Work to do.
a) Reproduce the part of the article below about the GM plants in Oshawa, starting with "The red-hot market" and going on through "neighbouring flex plant.".
b) In the article below about the GM plants in Oshawa, what daily output will Equinox production reach in July?
c) Write what comes next in the article below about the GM plants in Oshawa, picking up after its final sentence.

Source extract.
>> Start

The red-hot market for crossovers will save about 200 jobs at a General Motors Co. plant in Oshawa, Ont. – at least temporarily.

GM will cease production of the older version of the Chevrolet Impala sedan at its Oshawa consolidated plant in June but will boost output of the hot-selling Chevrolet Equinox crossover.

The move will save the jobs of about 160 production workers, and work associated with Equinox production will provide employment for more than 30 skilled trades workers, said Greg Moffatt, Oshawa plant chair of Unifor, the union that represents about 2,600 workers at the consolidated factory and the neighbouring flex plant.

Workers at the consolidated plant now assemble the older Impala and do final assembly of the Equinox, which is also built at a GM plant in Ingersoll, Ont.

The consolidated plant is still scheduled to close in 2017, and no new or replacement vehicles have been earmarked for either Oshawa plant later this decade, so a question mark still hangs over the future of the GM factories – which in the early 2000s cranked out almost 900,000 vehicles a year. The two plants produced 203,183 vehicles last year.

Equinox production will rise to 352 vehicles daily in July from the current figure of 288, Greg Pratt, GM's Oshawa plant manager, said in a memo to employees this week.

"This will equate to a neutral manpower impact allowing Oshawa to retain jobs that would have otherwise been affected by the end of the Impala Limited [edition]," Mr. Pratt said.

GM has also been hiring new workers at the Ingersoll plant to boost production of the Equinox and the Terrain, the GMC version of the compact crossover, union officials at that plant said.

The hiring at GM and the creation of several hundred new jobs at a Fiat Chrysler Automobiles NV assembly plant in Windsor, Ont., are part of a trend that has taken employment in vehicle and parts manufacturing to its highest level since the industry crisis during the 2008-09 recession.

>> End

Entries supplied.
>> Start

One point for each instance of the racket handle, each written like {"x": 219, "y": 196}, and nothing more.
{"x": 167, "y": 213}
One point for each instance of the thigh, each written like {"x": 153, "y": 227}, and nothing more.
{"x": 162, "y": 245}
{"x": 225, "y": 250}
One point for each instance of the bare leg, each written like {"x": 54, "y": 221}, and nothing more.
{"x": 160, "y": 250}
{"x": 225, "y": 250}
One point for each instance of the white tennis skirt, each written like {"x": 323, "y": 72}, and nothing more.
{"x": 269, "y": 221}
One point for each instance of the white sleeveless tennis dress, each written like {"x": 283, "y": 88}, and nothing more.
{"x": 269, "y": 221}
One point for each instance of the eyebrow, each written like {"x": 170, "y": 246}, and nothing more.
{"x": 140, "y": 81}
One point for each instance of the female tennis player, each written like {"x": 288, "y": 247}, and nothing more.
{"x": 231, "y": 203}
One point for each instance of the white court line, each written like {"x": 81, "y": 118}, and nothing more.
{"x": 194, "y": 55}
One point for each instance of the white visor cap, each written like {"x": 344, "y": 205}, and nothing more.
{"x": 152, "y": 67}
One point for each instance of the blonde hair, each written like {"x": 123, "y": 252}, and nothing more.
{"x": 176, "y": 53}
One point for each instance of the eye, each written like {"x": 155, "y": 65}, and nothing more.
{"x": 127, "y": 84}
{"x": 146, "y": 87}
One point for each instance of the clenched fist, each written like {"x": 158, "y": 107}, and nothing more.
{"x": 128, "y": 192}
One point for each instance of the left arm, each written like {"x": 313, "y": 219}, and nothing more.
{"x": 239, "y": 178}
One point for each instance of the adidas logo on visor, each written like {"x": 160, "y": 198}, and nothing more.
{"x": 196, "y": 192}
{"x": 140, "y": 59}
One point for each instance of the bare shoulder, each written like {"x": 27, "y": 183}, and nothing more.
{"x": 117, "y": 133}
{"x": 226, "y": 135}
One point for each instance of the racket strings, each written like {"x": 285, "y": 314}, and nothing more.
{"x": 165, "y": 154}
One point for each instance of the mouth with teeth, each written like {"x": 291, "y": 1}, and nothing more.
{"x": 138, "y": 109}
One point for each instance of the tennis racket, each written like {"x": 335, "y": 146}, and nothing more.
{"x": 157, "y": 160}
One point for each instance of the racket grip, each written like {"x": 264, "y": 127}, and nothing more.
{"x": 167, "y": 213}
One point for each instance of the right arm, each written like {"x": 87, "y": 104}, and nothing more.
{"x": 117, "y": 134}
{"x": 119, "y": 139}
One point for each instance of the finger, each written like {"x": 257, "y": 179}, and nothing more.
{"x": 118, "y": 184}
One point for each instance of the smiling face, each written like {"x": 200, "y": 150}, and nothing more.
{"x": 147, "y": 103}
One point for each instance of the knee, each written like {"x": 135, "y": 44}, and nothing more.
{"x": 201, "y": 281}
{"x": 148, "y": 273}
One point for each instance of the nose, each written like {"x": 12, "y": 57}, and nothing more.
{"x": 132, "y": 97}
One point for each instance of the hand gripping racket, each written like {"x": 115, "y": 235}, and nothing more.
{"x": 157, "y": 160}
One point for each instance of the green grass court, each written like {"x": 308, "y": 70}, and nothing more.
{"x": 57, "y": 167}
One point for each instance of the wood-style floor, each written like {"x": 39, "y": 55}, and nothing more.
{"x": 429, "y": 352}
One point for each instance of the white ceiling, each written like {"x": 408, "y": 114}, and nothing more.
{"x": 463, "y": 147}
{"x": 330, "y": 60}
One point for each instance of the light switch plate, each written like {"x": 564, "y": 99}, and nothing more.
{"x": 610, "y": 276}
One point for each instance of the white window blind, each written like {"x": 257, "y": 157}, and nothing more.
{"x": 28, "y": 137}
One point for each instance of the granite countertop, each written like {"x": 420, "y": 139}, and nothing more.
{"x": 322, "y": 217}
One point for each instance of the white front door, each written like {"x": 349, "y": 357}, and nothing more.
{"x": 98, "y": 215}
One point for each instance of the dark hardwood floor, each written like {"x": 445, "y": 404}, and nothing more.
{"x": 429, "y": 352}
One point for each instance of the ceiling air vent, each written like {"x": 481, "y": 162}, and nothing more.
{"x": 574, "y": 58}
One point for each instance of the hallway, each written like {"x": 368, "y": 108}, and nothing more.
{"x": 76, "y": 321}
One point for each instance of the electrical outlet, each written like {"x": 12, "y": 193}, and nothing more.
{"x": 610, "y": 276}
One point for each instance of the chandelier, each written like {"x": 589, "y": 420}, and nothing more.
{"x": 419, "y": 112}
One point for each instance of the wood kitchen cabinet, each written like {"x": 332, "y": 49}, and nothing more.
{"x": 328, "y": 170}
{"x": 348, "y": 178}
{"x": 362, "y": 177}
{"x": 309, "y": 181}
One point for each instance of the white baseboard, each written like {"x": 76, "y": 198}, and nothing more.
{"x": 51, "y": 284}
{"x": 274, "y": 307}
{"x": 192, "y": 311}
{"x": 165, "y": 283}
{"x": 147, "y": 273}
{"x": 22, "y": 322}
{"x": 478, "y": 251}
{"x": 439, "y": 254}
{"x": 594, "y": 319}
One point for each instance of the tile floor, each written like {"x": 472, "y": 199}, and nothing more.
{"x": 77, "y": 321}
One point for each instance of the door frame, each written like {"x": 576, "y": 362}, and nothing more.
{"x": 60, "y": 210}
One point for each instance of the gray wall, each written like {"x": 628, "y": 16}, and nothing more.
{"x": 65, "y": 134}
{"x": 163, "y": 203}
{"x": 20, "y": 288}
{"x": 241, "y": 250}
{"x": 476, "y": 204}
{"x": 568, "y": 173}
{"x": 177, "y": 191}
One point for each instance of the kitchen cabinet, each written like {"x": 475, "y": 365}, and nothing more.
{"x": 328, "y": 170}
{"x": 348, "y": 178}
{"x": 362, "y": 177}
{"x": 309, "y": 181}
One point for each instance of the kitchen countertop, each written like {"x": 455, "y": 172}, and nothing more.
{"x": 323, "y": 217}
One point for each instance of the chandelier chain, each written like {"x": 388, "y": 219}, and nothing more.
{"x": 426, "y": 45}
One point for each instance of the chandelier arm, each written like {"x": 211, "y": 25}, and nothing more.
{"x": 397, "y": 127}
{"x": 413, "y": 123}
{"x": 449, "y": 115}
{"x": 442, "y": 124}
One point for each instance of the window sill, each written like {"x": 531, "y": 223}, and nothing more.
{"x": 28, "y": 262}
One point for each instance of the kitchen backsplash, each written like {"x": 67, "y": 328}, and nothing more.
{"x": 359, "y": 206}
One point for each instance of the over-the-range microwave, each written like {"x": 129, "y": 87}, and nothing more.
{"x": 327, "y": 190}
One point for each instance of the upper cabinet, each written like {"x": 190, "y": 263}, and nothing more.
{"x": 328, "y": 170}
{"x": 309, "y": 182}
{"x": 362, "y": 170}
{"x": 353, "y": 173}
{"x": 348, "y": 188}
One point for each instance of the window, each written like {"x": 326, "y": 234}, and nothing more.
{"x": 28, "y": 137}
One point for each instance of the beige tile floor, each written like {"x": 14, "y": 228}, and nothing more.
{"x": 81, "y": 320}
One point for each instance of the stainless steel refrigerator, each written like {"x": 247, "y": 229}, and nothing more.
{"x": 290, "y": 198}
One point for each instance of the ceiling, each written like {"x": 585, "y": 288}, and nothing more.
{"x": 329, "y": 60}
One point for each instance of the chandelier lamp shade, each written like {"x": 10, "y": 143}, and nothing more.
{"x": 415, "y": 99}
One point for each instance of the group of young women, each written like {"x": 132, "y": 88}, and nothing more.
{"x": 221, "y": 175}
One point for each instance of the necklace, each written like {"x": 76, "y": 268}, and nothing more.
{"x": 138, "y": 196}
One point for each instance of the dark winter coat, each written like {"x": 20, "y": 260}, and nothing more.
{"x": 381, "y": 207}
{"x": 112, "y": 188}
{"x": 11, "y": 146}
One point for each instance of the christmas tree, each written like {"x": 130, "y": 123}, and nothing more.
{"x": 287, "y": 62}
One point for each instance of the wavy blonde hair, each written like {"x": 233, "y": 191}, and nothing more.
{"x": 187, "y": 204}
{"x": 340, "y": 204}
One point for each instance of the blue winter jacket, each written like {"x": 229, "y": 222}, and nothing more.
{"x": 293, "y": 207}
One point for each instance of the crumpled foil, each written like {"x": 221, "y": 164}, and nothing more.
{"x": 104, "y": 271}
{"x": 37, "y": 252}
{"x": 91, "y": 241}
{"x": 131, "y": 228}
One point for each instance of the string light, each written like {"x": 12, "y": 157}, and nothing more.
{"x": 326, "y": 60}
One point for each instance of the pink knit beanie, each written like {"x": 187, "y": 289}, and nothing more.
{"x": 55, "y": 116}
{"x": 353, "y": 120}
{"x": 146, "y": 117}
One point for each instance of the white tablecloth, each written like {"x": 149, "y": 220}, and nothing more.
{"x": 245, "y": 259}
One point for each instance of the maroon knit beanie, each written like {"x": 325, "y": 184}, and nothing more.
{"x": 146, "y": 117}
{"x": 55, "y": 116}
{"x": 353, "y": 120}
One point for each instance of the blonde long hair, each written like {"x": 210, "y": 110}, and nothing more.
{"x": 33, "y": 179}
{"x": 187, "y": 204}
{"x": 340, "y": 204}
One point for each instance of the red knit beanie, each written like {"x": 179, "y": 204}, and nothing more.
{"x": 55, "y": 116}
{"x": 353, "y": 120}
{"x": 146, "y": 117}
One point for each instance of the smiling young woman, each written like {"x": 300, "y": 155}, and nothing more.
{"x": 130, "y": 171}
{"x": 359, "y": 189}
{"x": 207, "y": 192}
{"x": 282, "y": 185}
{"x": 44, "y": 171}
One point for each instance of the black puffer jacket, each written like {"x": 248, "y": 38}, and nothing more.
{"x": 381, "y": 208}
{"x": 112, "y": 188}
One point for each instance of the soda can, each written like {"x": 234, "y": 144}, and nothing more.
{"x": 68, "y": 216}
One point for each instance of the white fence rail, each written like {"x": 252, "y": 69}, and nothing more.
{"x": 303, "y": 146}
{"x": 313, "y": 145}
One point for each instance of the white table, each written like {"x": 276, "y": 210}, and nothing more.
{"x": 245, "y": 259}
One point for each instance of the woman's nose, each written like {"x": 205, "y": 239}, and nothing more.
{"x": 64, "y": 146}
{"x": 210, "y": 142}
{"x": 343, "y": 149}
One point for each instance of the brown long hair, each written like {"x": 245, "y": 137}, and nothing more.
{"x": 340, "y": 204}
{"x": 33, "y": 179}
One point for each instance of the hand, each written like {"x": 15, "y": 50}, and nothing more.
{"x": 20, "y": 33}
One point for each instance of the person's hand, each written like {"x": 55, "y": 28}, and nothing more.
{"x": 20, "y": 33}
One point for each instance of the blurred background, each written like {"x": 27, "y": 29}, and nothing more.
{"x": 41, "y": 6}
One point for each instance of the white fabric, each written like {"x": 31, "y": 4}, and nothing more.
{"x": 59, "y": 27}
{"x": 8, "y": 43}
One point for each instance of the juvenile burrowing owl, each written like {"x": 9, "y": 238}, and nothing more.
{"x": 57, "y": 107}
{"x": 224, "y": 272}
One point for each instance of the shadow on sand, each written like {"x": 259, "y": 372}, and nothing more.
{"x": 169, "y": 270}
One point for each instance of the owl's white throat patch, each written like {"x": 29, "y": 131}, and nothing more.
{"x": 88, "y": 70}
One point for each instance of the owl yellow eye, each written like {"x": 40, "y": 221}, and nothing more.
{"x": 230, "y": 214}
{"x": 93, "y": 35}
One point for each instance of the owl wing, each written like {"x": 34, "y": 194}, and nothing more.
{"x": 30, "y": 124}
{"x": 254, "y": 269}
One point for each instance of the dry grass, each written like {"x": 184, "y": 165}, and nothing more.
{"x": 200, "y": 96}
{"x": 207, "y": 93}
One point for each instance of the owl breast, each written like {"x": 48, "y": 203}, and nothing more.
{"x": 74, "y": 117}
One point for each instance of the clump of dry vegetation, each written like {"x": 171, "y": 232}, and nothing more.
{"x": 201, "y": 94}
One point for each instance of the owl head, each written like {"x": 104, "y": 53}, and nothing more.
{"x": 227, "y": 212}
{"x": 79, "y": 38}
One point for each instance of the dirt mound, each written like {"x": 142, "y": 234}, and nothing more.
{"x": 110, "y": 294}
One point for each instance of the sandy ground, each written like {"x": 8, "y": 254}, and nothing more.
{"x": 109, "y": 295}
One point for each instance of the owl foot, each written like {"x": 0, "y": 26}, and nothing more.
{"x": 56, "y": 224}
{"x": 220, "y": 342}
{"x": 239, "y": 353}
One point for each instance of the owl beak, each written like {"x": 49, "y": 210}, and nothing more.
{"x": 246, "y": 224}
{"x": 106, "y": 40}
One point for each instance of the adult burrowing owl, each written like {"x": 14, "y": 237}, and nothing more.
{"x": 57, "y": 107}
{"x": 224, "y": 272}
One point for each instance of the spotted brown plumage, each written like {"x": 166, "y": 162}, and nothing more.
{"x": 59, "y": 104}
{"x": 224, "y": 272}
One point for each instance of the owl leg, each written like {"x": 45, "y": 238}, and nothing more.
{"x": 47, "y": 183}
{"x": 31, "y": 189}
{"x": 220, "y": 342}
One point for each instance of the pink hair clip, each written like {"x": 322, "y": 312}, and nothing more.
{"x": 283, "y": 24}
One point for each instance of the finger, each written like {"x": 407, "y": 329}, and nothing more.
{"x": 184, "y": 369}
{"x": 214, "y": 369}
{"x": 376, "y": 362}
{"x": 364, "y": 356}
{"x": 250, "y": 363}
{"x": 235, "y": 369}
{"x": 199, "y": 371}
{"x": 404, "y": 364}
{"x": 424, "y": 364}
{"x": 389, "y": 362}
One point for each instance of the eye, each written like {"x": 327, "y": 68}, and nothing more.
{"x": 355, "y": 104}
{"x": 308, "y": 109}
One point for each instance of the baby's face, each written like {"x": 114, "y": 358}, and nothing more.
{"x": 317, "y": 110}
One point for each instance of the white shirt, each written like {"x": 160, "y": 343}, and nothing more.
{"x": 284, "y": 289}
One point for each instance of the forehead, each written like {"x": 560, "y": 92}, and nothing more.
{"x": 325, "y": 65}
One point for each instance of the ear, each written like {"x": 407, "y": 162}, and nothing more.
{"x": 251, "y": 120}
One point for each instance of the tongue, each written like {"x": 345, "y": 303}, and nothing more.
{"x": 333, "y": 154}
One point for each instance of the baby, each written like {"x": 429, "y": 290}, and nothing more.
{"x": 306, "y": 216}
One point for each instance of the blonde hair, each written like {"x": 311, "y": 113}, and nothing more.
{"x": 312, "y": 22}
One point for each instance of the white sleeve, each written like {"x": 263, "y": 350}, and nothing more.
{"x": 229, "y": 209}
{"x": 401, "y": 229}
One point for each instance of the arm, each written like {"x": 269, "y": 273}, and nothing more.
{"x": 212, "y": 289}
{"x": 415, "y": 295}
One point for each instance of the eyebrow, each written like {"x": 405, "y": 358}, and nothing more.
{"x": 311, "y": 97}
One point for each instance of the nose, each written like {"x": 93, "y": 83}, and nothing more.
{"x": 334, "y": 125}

>> End

Expected results.
a)
The red-hot market for crossovers will save about 200 jobs at a General Motors Co. plant in Oshawa, Ont. – at least temporarily.

GM will cease production of the older version of the Chevrolet Impala sedan at its Oshawa consolidated plant in June but will boost output of the hot-selling Chevrolet Equinox crossover.

The move will save the jobs of about 160 production workers, and work associated with Equinox production will provide employment for more than 30 skilled trades workers, said Greg Moffatt, Oshawa plant chair of Unifor, the union that represents about 2,600 workers at the consolidated factory and the neighbouring flex plant.

b) 352 vehicles a day, up from the current 288.

c)
Employment in vehicle assembly rose to 41,386 last year, up 3 per cent from a year earlier and 6,000 higher than the trough of 35,614 hit in 2009. The number of parts jobs rose 4 per cent to 70,751 from 2014 levels and more than 10,000 jobs higher than the parts industry trough, which was hit in 2010.

"On the surface, yes, this performance is very positive, but relative to where this industry has been in the long term, it still has a very long way to go before anyone can say it has fully recovered," industry analyst Dennis DesRosiers, president of DesRosiers Automotive Consultants Inc., wrote in a commentary on the numbers.

The assembly sector, for example, employed 55,712 people in 2000, while 98,154 Canadians worked at auto parts companies.

The jobs numbers should be higher, Mr. DesRosiers noted, given the state of the industry in North America – with record sales in Canadian and American markets last year and a 3-per-cent rise in vehicle production in Canada, the United States and Mexico last year from year-earlier levels.

U.S. data provided by the Center for Automotive Research in Ann Arbor, Mich., show that employment in U.S. parts and assembly is also well below the levels hit in 2000, but auto makers have created many more jobs at U.S. plants than they have in Canada on a proportional basis.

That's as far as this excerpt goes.